[START DATA IN THIS EXERCISE]
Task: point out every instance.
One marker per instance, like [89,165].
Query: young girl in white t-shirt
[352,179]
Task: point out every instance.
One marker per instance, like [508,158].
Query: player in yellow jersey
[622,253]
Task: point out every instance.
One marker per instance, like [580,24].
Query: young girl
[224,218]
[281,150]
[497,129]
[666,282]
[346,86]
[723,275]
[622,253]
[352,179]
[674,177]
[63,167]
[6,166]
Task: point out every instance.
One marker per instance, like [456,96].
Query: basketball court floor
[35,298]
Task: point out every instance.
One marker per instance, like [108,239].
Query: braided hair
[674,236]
[END DATA IN THIS EXERCISE]
* [AIM]
Reproduce all of the items above word for word, keeping every line unchanged.

* [PROBLEM SOLUTION]
Task: point out every instance.
One marker per instance, like [89,165].
Query: young girl in white t-shirt
[352,179]
Task: point out every instance.
One marker per instance, like [508,158].
Query: player in yellow jersey
[622,253]
Task: point out every instance.
One marker per instance, like [580,24].
Query: young girl
[224,218]
[281,150]
[497,129]
[666,282]
[346,86]
[723,275]
[622,253]
[352,179]
[674,177]
[63,167]
[6,166]
Task: point out every instance.
One marker per instance, like [456,96].
Query: basketball court floor
[35,298]
Task: point out every instance.
One marker per instance, like [108,239].
Query: braided hair
[674,236]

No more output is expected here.